_ЧТО СДЕЛАТЬ_.
1/ Какое свойство, согласно доктрине свободы воли, характеризует сущность человека в тексте о свободе воле?
2/ Напишите продолжение текста о свободе воли, начав сразу после его последнего предложения.

### ИСХОДНЫЙ ТЕКСТ ###

Задача исследования материализма оставлена для последующих глав. Здесь достаточно установить, что сам по себе детерминизм не подразумевает уступок материалистической точке зрения. Он не отрицает очевидную истину, что идеи имеют самостоятельное существование, вносят вклад в возникновение других идей, оказывают влияние друг на друга. Он не отрицает мыслительной причинности и не отвергает историю как метафизическую и идеалистическую иллюзию.

3. Спор о свободе воли

   Человек делает выбор между способами действий, которые несовместимы. Такие решения, говорит доктрина свободы воли, в основе своей неопределенны и беспричинны; они не являются неизбежным исходом предшествовавших условий. Скорее они являются проявлением присущих человеку склонностей, обнаружением его нравственной независимости. Нравственная свобода – свойство, характеризующее сущность человека, ставит его в уникальное положение во Вселенной.
   Детерминисты отвергают эту доктрину как иллюзорную. Человек, говорят они, себя обманывает, веря в то, что выбирает сам. Его волю направляет нечто индивиду неизвестное. Он думает, что взвешивает в уме все «за» и «против» альтернативных вариантов, оставленных для выбора, а затем принимает решение. Но не в состоянии понять, что предшествовавшее состояние вещей предписало ему определенную линию поведения и что не существует способа избежать этого давления. Не человек действует, а человеком действуют.

### ИСХОДНЫЕ МАТЕРИАЛЫ ###

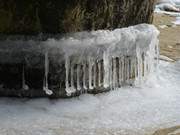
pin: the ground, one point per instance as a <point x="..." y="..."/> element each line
<point x="169" y="36"/>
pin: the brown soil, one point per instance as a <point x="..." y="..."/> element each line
<point x="169" y="36"/>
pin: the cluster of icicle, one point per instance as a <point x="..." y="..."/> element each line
<point x="106" y="59"/>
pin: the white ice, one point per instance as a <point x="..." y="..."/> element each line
<point x="87" y="48"/>
<point x="129" y="110"/>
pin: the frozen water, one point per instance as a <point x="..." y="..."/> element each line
<point x="127" y="54"/>
<point x="129" y="110"/>
<point x="169" y="7"/>
<point x="94" y="61"/>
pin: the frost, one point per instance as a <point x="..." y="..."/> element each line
<point x="118" y="57"/>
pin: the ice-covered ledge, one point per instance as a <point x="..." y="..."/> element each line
<point x="92" y="62"/>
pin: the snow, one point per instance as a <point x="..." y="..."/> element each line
<point x="128" y="52"/>
<point x="173" y="7"/>
<point x="128" y="110"/>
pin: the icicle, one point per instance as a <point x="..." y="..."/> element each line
<point x="139" y="66"/>
<point x="120" y="71"/>
<point x="24" y="85"/>
<point x="99" y="74"/>
<point x="78" y="77"/>
<point x="114" y="80"/>
<point x="111" y="74"/>
<point x="72" y="89"/>
<point x="106" y="70"/>
<point x="94" y="75"/>
<point x="67" y="63"/>
<point x="123" y="69"/>
<point x="84" y="77"/>
<point x="45" y="87"/>
<point x="90" y="73"/>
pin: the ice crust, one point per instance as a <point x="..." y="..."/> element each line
<point x="126" y="55"/>
<point x="96" y="60"/>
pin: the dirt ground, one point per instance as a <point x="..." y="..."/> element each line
<point x="169" y="36"/>
<point x="170" y="47"/>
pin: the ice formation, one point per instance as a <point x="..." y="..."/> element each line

###

_ОТВЕТЫ К ЗАДАНИЯМ_.
1/ Нравственная свобода.

2/
   Обе доктрины не обращают должного внимания на роль идей. Выбор, сделанный человеком, определяется принимаемыми им идеями.
   Детерминисты правы, утверждая, что все, что случается, представляет собой последовательность предшествовавших состояний вещей. Все, что человек делает в любой момент жизни, зависит от его прошлого, т. е. от его психологического наследства, а также от всего, через что он до этого прошел. Значимость этого тезиса существенно ослабляется отсутствием сведений, каким образом возникают идеи. Детерминизм несостоятелен, если основывается или связывается с материалистической догмой[21]. Если он не выдвигается в связке с материализмом, то в действительности он мало что говорит и определенно не поддерживает неприятие детерминистами методов истории.
   Доктрина свободы воли правильно указывает на фундаментальное различие между человеческой деятельностью и поведением животных. В то время как животное в данный момент уступает физиологическому импульсу, человек выбирает между альтернативными вариантами поведения. Человек даже владеет выбором – уступить самому властному инстинкту – инстинкту самосохранения, или стремиться к другим целям. Все язвительные насмешки и ирония позитивистов не могут отрицать факт, что идеи обладают реальным существованием и являются истинными силами, формирующими ход событий.
   Результат умственных усилий людей, т. е. идеи и ценностные суждения, направляющие действия индивидов, нельзя проследить до их причин, и в этом смысле они являются конечными данными. Исследуя их, мы обращаемся к концепции индивидуальности. Но используя это понятие, мы ни в коем случае не подразумеваем, что идеи и ценностные суждения возникают из ничего путем стихийного генерирования и никак не связаны и не имеют никакого отношения к тому, что уже существовало во Вселенной до их появления. Мы просто устанавливаем факт, что мы ничего не знаем о мыслительном процессе, производящем внутри человеческого существа мысли, реагирующие на состояние его физического и идеологического окружения.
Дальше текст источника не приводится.